[Dataset records]
□ □ □

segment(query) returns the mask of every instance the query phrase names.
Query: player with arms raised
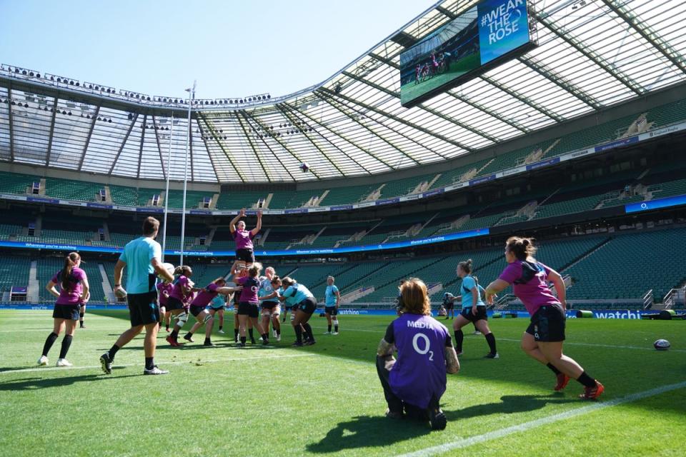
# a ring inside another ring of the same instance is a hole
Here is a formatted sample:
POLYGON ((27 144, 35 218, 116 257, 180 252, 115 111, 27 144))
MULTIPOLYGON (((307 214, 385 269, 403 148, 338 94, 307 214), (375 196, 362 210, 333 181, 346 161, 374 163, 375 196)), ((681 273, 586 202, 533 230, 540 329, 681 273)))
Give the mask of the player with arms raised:
POLYGON ((486 288, 486 299, 492 303, 493 296, 512 284, 514 295, 531 316, 531 324, 522 337, 522 348, 555 373, 557 383, 555 390, 562 390, 570 378, 574 378, 585 388, 580 398, 597 398, 605 391, 602 384, 589 376, 576 361, 562 353, 567 318, 565 283, 559 273, 534 258, 535 253, 533 240, 509 237, 505 244, 507 267, 486 288), (557 298, 548 287, 549 281, 555 284, 557 298))

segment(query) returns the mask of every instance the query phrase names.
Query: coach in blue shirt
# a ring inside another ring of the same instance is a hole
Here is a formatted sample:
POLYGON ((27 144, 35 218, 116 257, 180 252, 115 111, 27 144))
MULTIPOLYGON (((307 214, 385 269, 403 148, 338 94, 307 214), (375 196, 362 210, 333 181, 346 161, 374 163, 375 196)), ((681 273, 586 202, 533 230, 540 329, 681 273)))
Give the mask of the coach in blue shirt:
POLYGON ((116 351, 141 333, 145 328, 145 369, 143 374, 166 374, 155 365, 155 347, 157 340, 159 306, 157 302, 157 275, 166 281, 174 276, 162 266, 162 250, 155 241, 159 230, 159 221, 149 217, 143 222, 143 236, 129 241, 114 265, 114 292, 126 295, 131 318, 131 328, 119 336, 109 351, 100 356, 102 371, 112 372, 112 362, 116 351), (121 273, 128 268, 126 288, 121 287, 121 273))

□ □ □

■ WORK TO COMPLETE
Write out every line of the material as a JSON list of strings, one string per line, without the blank lines. Omit the pictures.

■ ANSWER BELOW
[
  "segment(query) returns the mask of every instance the query phrase names.",
  "Query: player with arms raised",
  "# a ring inside another ring of the same instance is a hole",
  "Here is a formatted sample:",
  "POLYGON ((27 144, 35 218, 116 257, 180 252, 115 111, 27 144))",
  "MULTIPOLYGON (((307 214, 385 269, 403 148, 338 94, 307 214), (375 196, 362 210, 333 181, 346 161, 374 163, 375 196)), ((681 273, 586 202, 533 230, 540 329, 681 273)))",
  "Give the mask of the player with arms raised:",
  "POLYGON ((486 288, 486 299, 492 303, 493 296, 512 284, 514 295, 531 316, 531 324, 522 337, 522 348, 555 373, 557 383, 555 390, 562 390, 570 378, 574 378, 585 388, 580 398, 597 398, 605 391, 602 384, 589 376, 576 361, 562 353, 567 318, 565 283, 559 273, 534 258, 535 253, 533 240, 509 237, 505 244, 507 267, 486 288), (557 298, 548 287, 549 281, 555 284, 557 298))",
  "segment(query) returns the mask of every instance the query phrase names.",
  "Query: coach in blue shirt",
  "# a ring inside another ring of the same instance is a hole",
  "Here is a formatted sample:",
  "POLYGON ((27 144, 35 218, 116 257, 180 252, 115 111, 27 144))",
  "MULTIPOLYGON (((307 214, 385 269, 403 148, 338 94, 307 214), (375 196, 362 210, 333 181, 346 161, 374 163, 375 196)), ((681 273, 586 202, 533 230, 540 329, 681 273)))",
  "Give the mask of the coach in blue shirt:",
  "POLYGON ((116 351, 141 333, 145 328, 145 369, 143 374, 166 374, 155 365, 155 347, 157 340, 159 306, 157 302, 157 275, 166 281, 174 276, 162 266, 162 250, 155 241, 159 230, 159 221, 149 217, 143 222, 143 236, 129 241, 114 265, 114 292, 126 295, 131 318, 131 328, 119 336, 109 351, 100 356, 102 371, 112 372, 112 362, 116 351), (121 273, 128 268, 126 288, 121 287, 121 273))"
]